INSTRUCTIONS TO FOLLOW: Every entry should be transcribed word for word, so that nothing is missing.

[Stored records]
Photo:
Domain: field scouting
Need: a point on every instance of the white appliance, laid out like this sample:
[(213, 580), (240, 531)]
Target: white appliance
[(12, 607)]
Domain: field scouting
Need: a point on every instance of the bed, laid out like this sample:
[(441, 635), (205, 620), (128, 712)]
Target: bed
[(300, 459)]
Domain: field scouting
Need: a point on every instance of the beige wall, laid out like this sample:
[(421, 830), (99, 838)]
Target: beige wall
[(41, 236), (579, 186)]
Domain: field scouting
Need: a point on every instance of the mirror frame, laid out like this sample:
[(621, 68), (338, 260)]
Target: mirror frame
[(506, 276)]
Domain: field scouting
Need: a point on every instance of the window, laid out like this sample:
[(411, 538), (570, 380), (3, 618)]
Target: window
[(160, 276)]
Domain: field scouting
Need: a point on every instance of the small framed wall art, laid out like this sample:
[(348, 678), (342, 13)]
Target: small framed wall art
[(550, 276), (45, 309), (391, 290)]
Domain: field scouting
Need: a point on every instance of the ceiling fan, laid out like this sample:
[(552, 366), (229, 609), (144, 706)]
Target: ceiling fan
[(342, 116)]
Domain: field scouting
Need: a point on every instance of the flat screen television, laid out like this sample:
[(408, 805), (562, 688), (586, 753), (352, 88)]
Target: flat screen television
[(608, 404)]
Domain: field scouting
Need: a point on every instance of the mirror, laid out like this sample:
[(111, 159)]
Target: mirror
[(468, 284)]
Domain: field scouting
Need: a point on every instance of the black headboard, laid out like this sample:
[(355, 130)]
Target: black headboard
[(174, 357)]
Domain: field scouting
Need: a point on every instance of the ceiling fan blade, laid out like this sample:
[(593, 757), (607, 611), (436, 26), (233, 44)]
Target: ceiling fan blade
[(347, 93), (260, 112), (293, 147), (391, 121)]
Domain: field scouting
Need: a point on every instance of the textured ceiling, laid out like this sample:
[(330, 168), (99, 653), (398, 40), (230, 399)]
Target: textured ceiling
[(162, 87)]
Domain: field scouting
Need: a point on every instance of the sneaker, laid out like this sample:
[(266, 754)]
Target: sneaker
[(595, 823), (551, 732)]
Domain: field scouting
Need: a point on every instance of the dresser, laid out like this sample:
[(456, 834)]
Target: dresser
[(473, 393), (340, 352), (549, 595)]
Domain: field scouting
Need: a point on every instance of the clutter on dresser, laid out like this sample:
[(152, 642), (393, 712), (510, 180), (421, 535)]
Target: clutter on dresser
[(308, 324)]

TASK SOLUTION:
Photo:
Domain: field scouting
Need: a point on every instance of the white appliance, laid out like this sample:
[(213, 580), (240, 531)]
Target: white appliance
[(12, 607)]
Domain: field scouting
Need: a point on every instance of the bed, laid out like this sample:
[(441, 635), (205, 620), (128, 712)]
Target: bed
[(300, 459)]
Domain: field scouting
Need: a point on every instance of the beige wall, laid out like this sample:
[(421, 830), (99, 838)]
Target: beige wall
[(41, 236), (579, 186)]
Domain: field scouting
Need: a point on every instance of the mirror frame, laid out like this sample:
[(621, 68), (338, 260)]
Target: mirror frame
[(506, 276)]
Domain: field scouting
Need: a point on every instance of the window, laid out like this sample:
[(411, 538), (570, 380), (3, 618)]
Target: window
[(160, 276)]
Domain: field scouting
Need: a point on every instance of the small framed wall art, laid out like this sample:
[(348, 678), (342, 13)]
Target: small framed wall art
[(550, 276), (45, 309), (391, 290)]
Domain: field scouting
Need: a point on every instance of the ceiling fan, laid out like this sample:
[(552, 366), (229, 609), (144, 706)]
Target: ceiling fan
[(342, 116)]
Domain: field scouting
Need: a point on every instance of the flat screen television, laid out like this sample:
[(408, 805), (562, 688), (586, 753), (352, 88)]
Target: flat screen television
[(608, 404)]
Domain: field scouting
Need: a point on every instance of the mirror, laid out like this sample:
[(111, 159)]
Target: mirror
[(468, 284)]
Domain: field scouting
Need: a point on every instance of the black headboard, laid out like this sample:
[(355, 130)]
Target: black headboard
[(174, 357)]
Domain: field scouting
Need: a point on every instance of the ceiling fan blade, laid out like this sample:
[(593, 757), (607, 611), (436, 26), (233, 44)]
Target: ceiling fan blade
[(347, 93), (260, 112), (293, 147), (391, 121)]
Domain: field scouting
Need: a point on every instance of the textured ceiling, laid out like this sample:
[(330, 168), (99, 653), (398, 40), (230, 399)]
Target: textured ceiling
[(162, 87)]
Domain: field scouting
Need: a point on every instance of the sneaker, laid out like this sample:
[(266, 754)]
Target: sneaker
[(595, 823), (551, 732)]
Domain: field scouting
Need: a point on every instance of the dresser, laid out like this sample:
[(456, 834)]
Target: dresser
[(473, 393), (340, 352), (549, 595)]
Domain: field scouting
Need: a point on every instance of the clutter on dresser, laid out like this sample:
[(152, 642), (393, 712), (510, 180), (421, 535)]
Target: clutter on dresser
[(308, 324)]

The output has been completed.